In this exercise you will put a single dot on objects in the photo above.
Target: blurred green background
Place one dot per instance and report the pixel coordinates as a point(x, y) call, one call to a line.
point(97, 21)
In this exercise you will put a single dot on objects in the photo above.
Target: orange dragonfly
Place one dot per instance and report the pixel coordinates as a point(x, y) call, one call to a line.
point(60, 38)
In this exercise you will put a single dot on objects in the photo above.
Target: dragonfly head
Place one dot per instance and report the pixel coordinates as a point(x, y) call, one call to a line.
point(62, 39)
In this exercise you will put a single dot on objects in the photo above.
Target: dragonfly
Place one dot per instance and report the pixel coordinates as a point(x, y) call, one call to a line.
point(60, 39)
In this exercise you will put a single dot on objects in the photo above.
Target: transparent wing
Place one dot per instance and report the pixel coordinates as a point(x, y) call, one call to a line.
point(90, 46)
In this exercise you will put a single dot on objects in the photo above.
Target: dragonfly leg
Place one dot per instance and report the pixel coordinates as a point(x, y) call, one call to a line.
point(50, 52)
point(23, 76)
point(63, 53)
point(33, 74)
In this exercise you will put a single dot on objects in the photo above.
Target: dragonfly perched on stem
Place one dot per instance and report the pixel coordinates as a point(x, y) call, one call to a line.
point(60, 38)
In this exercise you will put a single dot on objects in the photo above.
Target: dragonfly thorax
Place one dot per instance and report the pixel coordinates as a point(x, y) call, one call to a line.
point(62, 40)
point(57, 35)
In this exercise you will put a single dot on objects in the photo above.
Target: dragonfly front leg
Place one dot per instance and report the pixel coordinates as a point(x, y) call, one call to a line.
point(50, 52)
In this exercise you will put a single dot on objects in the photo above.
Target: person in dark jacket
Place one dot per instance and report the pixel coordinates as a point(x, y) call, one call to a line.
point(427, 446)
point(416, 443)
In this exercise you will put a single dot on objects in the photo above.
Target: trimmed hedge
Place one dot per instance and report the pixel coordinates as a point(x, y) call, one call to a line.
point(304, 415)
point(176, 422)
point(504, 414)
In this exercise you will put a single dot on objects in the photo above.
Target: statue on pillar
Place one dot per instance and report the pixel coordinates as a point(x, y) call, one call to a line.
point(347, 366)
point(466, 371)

▸ Brief
Copy all of the data exactly.

▸ Problem solution
In this exercise you will put a single dot on objects in the photo above.
Target: blurred green background
Place one dot per instance and report the pixel coordinates as a point(x, y) call, one call to a line.
point(97, 21)
In this exercise you will put a single dot on objects in the photo above.
Target: orange dragonfly
Place one dot per instance and report the pixel coordinates as a point(x, y) call, one call to a line.
point(60, 38)
In this exercise you will put a single dot on objects in the photo above.
Target: dragonfly head
Place one dot per instance and report the pixel coordinates as a point(x, y) call, one call to a line.
point(62, 39)
In this exercise you will put a single dot on objects in the photo above.
Target: dragonfly
Place one dot per instance and report the pixel coordinates as a point(x, y) call, one call to a line.
point(60, 39)
In this exercise you will put a single dot on objects in the photo above.
Target: transparent wing
Place one dot per instance and report the pixel coordinates as a point(x, y) call, one call to a line.
point(90, 46)
In this exercise you will put a single dot on objects in the photo above.
Target: dragonfly leg
Place one dot per instance and report the pixel coordinates as a point(x, y) call, one call to a line.
point(50, 52)
point(23, 76)
point(63, 53)
point(33, 74)
In this exercise you will put a single dot on objects in the photo above.
Target: dragonfly perched on stem
Place one dot per instance and report the pixel coordinates as a point(x, y) call, one call to a line.
point(60, 38)
In this exercise you will put a single dot on objects in the photo above.
Target: dragonfly thorax
Place one dot per instance and report the pixel coordinates as a point(x, y) call, one call to a line.
point(62, 40)
point(57, 35)
In this exercise you will put a single dot on objects in the photo above.
Target: dragonfly front leg
Place one dot per instance and report the pixel coordinates as a point(x, y) call, one call to a line.
point(50, 52)
In this exercise you will put a single dot on objects in the photo above.
Target: person in dark jacket
Place one dot per instance and report the pixel coordinates as a point(x, y) call, one call to a line.
point(427, 446)
point(416, 443)
In this exercise you will put a single dot on objects in the photo above.
Target: trimmed hedge
Place one dot per instance and report the pixel coordinates as a point(x, y) call, one call to a line.
point(304, 415)
point(176, 422)
point(504, 414)
In this exercise you will put a single dot on objects in the photo above.
Target: statue on pillar
Place one dot per instance and report the pixel coordinates as a point(x, y) call, one call to a line.
point(347, 366)
point(466, 371)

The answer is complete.